• Requirement 1: In the records below, repeat the lines from the one containing "boulder in the photo above." through the last line of the records, with both ends included.

• Selected passage:
┄┄┄┄┄┄┄┄┄┄┄┄┄┄┄┄┄┄┄┄
Streams -- philosophy

Brian Goetz brian.goetz at oracle.com
Mon Dec 31 08:18:41 PST 2012


I'd like to take a quick step back to go over some of the philosophical 
goals for the streams library.

1.  Put the programming model front and center.  Bulk computations with 
streams will not be, in most cases, the absolutely most performant way 
to do anything.  And that's OK.  The goal here is to give a clean way to 
compose complex computations from simple building blocks that work with 
any data source.  We're willing to give up a little potential 
performance for the sake of making a programming model which is clean, 
expressive, and orthogonal.  (And, our performance data so far suggests 
that we're not giving up so much as to be worrisome.)  For a significant 
fraction of the Java code in the world, performance is nowhere near the 
#1 consideration -- a lot of code is plenty fast already.  In these 
cases, being able to express things cleanly, clearly, and in a less 
error-prone manner yields far more value than making it faster.

2.  Use data where it lives.  Users should be able to use existing data 
sources to feed stream computations, without having to reason 
excessively about their characteristics, or do much work to transform 
them into stream sources.  Existing Collections should just work.
┄┄┄┄┄┄┄┄┄┄┄┄┄┄┄┄┄┄┄┄
(Entries pointing to named objects)
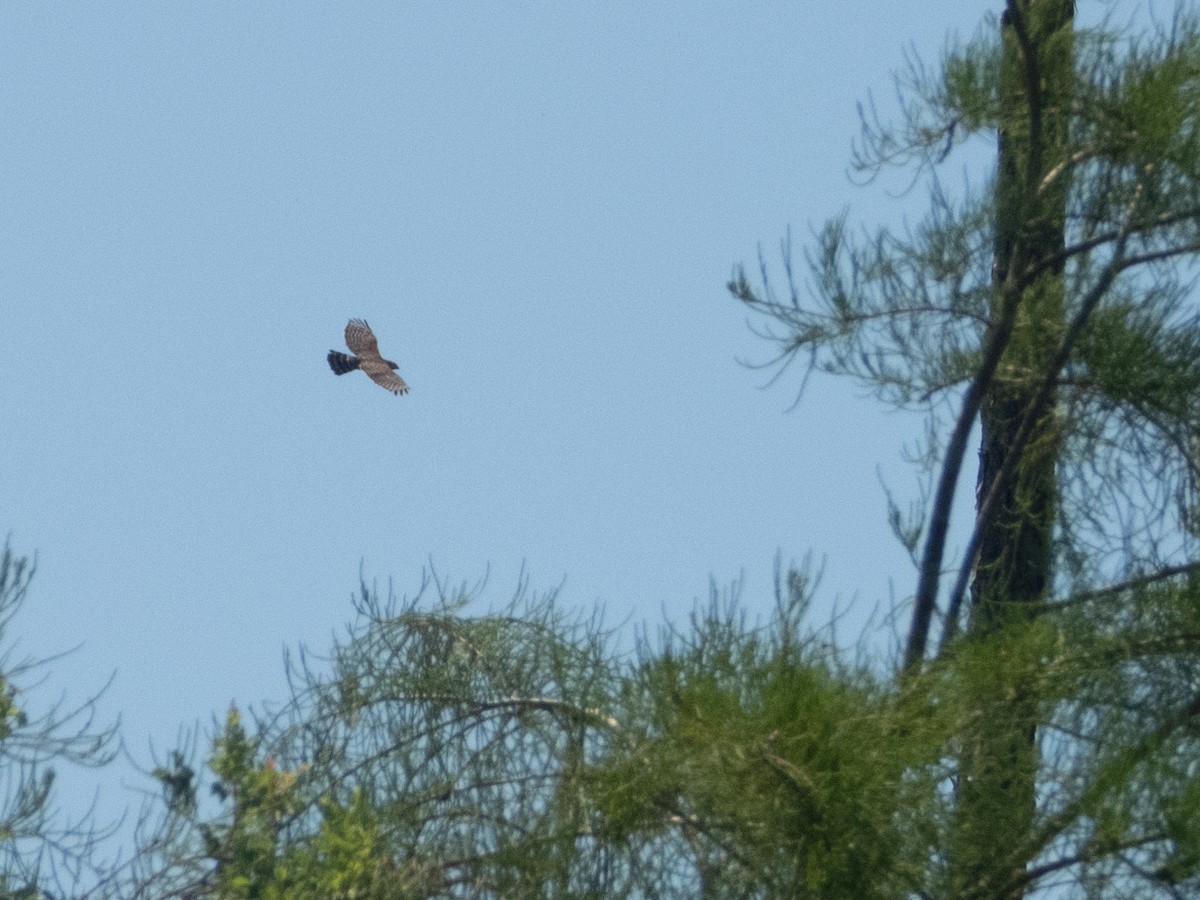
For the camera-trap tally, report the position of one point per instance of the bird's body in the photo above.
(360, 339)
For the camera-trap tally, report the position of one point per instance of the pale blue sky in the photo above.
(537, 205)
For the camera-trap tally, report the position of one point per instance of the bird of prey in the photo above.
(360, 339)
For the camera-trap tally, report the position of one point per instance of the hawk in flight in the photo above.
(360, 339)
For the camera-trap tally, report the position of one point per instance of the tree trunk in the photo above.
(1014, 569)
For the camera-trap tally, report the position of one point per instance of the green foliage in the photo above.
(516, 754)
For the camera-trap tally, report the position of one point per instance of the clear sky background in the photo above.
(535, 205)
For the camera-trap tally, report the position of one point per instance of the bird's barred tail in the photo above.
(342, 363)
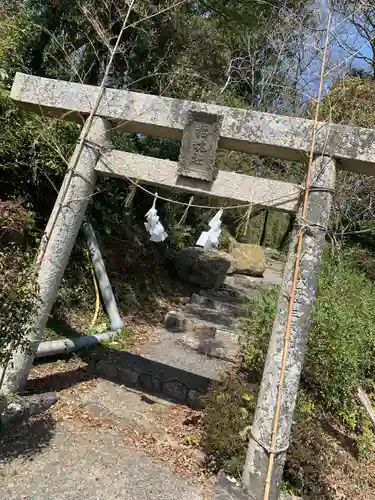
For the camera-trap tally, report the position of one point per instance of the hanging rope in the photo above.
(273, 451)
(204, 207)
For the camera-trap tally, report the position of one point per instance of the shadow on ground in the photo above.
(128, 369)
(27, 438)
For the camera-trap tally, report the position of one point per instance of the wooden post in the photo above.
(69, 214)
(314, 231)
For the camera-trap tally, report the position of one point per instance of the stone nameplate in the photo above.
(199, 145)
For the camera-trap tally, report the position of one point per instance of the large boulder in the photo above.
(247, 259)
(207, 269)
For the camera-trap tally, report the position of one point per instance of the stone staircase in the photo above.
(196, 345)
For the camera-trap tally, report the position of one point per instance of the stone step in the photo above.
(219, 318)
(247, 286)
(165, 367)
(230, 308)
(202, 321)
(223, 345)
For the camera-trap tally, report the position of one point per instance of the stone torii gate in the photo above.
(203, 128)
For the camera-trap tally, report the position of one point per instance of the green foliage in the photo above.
┄┄┄┄┄┄┄┄┄┄┄┄┄┄┄┄┄┄┄┄
• Requirement 2: Transcribe the streams philosophy post above from "Streams -- philosophy" up to and including "the streams library.".

• Output 1:
For the camera-trap tally, report the position of one point per instance of the large boulder in the photo above.
(247, 259)
(207, 269)
For the camera-trap tally, report the position of one point per instance of the stone staircase in the photo above.
(196, 345)
For the camera-trap tally, report the position of one point per instance of the stone step in the photo above.
(219, 318)
(247, 286)
(165, 367)
(230, 308)
(202, 321)
(223, 345)
For the camera-trap tally, report the position of one point per instance of the stone torii gate in the photo above.
(203, 128)
For the camera-trap tally, report the position of one point per instance of the green foliage in the photo above.

• Output 2:
Streams -- philosophy

Brian Goetz brian.goetz at oracle.com
Mon Dec 31 08:18:41 PST 2012


I'd like to take a quick step back to go over some of the philosophical 
goals for the streams library.